**DOCUMENT PASSAGE:**
* * *

All's fine until someone blinks
Tuesday, November 20, 2012, 3:08 AM

Executive Summary

  • Germany is unlikely to break solidarity with the rest of the Eurozone while Merkel remains in charge. But she may not last as long as she'd like.
  • France's economy is deteriorating at an alarming rate.
  • Most of France's "stability" to date is due to inflows of money fleeing Spain and Italy. That will stop soon – and then what?
  • The UK is suffering from many of the same ills as the U.S. However, its banks are too dependent on Eurozone debt for it to take drastic counter-measures, and so it is handcuffed to the future of the Continent.
  • All is well as long as no one defaults or no one leaves the Eurozone. With each player's position deteriorating, how long can the status quo last?

If you have not yet read Europe Is Now Sinking Fast, available free to all readers, please click here to read it first.

* * *

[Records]
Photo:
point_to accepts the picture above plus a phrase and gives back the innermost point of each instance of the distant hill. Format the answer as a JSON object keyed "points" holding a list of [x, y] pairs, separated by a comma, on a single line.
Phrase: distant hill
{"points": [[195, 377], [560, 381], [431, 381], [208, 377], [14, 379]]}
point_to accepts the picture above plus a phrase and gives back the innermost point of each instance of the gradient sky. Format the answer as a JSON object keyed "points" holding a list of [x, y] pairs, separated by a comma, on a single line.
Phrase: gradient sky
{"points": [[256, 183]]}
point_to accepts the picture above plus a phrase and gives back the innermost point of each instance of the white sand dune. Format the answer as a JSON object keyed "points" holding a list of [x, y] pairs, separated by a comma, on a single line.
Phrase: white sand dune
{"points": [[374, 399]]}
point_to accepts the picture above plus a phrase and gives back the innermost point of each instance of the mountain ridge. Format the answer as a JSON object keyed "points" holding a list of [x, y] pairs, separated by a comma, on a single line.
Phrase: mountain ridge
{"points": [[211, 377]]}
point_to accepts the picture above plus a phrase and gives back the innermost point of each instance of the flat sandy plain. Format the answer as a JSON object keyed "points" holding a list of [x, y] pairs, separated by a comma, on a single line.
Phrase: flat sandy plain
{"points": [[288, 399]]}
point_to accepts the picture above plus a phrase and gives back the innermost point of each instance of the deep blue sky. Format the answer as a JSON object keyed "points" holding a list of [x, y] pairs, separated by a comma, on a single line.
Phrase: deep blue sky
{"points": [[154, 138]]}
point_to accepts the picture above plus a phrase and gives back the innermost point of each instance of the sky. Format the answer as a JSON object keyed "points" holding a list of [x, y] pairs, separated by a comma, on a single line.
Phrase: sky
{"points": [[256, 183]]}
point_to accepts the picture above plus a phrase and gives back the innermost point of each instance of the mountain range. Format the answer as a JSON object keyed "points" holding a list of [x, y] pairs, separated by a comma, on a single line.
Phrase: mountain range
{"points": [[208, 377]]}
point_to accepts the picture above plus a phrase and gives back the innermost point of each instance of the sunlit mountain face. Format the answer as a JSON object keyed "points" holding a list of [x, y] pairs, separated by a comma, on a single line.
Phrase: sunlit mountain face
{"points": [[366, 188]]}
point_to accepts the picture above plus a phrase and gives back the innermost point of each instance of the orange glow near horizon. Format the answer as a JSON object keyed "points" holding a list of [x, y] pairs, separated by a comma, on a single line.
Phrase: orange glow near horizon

* * *

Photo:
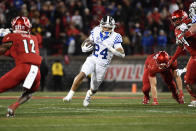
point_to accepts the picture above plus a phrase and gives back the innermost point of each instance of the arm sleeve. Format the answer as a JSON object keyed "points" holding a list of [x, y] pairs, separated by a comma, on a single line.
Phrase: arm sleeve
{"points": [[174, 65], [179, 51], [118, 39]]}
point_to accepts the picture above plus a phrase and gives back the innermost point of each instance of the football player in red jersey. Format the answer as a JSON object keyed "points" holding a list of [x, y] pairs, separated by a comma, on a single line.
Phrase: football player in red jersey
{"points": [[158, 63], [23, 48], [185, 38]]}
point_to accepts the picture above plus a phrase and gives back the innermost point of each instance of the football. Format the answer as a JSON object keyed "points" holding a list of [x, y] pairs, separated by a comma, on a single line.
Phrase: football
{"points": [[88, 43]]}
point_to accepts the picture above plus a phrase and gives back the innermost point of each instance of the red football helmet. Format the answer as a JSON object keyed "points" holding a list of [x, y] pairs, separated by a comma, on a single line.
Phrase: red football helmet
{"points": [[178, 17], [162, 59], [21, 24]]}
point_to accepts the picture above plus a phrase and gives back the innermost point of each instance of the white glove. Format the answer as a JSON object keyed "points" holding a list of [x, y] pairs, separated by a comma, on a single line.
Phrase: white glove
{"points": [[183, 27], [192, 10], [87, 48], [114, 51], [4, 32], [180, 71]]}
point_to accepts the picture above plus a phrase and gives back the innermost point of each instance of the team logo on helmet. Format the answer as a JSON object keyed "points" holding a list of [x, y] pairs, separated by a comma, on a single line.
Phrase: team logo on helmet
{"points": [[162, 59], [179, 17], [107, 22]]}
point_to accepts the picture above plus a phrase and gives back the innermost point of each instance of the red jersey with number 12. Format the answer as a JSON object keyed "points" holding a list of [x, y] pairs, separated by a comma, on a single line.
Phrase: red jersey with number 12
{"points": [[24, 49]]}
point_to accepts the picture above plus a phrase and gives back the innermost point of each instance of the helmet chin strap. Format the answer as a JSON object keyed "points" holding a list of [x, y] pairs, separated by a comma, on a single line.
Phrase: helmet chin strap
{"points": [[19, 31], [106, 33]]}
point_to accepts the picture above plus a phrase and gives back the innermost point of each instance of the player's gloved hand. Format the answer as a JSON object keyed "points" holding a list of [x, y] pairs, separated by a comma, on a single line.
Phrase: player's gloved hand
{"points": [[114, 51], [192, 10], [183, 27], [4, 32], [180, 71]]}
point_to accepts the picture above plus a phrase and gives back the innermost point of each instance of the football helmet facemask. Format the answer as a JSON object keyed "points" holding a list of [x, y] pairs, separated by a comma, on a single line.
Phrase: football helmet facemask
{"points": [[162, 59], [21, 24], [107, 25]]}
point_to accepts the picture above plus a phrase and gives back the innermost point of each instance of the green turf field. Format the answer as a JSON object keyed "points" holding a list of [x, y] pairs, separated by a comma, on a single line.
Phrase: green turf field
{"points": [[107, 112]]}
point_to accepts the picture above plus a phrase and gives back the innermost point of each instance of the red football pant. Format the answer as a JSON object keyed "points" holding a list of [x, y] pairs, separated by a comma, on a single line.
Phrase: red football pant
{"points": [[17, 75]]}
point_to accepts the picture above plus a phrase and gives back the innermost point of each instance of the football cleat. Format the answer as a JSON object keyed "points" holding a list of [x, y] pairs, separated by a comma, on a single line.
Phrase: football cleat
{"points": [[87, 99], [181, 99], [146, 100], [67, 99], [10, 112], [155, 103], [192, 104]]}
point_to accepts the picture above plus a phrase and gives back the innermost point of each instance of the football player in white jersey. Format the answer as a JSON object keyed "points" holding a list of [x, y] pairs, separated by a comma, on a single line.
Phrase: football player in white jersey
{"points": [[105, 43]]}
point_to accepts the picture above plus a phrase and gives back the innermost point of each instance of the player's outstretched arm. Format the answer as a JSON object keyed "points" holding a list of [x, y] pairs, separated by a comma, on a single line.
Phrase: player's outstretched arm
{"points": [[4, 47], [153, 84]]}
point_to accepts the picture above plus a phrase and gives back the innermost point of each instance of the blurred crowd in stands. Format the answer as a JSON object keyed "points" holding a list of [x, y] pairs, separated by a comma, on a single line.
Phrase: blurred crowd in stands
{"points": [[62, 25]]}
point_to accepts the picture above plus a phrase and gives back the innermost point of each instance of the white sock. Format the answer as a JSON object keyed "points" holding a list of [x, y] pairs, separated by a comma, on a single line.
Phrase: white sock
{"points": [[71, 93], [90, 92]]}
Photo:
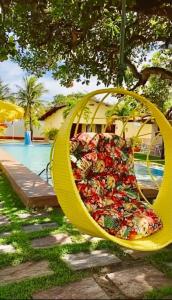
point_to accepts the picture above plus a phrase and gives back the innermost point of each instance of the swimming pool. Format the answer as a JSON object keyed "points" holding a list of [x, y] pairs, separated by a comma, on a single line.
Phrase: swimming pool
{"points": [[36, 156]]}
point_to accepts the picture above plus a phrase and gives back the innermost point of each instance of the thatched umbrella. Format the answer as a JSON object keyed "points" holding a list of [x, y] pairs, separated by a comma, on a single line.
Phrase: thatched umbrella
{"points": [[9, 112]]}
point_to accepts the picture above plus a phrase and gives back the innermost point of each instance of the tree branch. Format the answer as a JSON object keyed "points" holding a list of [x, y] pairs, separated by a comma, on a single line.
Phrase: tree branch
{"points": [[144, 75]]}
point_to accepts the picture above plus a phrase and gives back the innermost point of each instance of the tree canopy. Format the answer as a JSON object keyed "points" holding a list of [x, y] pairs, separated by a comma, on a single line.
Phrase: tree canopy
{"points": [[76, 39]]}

* * *

**TO BE DONE:**
**A.** In the Eurozone summary, what is most of France's "stability" to date attributed to?
**B.** Please explain, using the Eurozone summary, why the UK cannot take drastic counter-measures.
**C.** Return the part of the Eurozone summary that begins at the words "Executive Summary" and stops after "status quo last?".

**FULL SOLUTIONS:**
**A.** Inflows of money fleeing Spain and Italy.

**B.** The UK's banks are too dependent on Eurozone debt for it to take drastic counter-measures, so it is handcuffed to the future of the Continent.

**C.**
Executive Summary

  • Germany is unlikely to break solidarity with the rest of the Eurozone while Merkel remains in charge. But she may not last as long as she'd like.
  • France's economy is deteriorating at an alarming rate.
  • Most of France's "stability" to date is due to inflows of money fleeing Spain and Italy. That will stop soon – and then what?
  • The UK is suffering from many of the same ills as the U.S. However, its banks are too dependent on Eurozone debt for it to take drastic counter-measures, and so it is handcuffed to the future of the Continent.
  • All is well as long as no one defaults or no one leaves the Eurozone. With each player's position deteriorating, how long can the status quo last?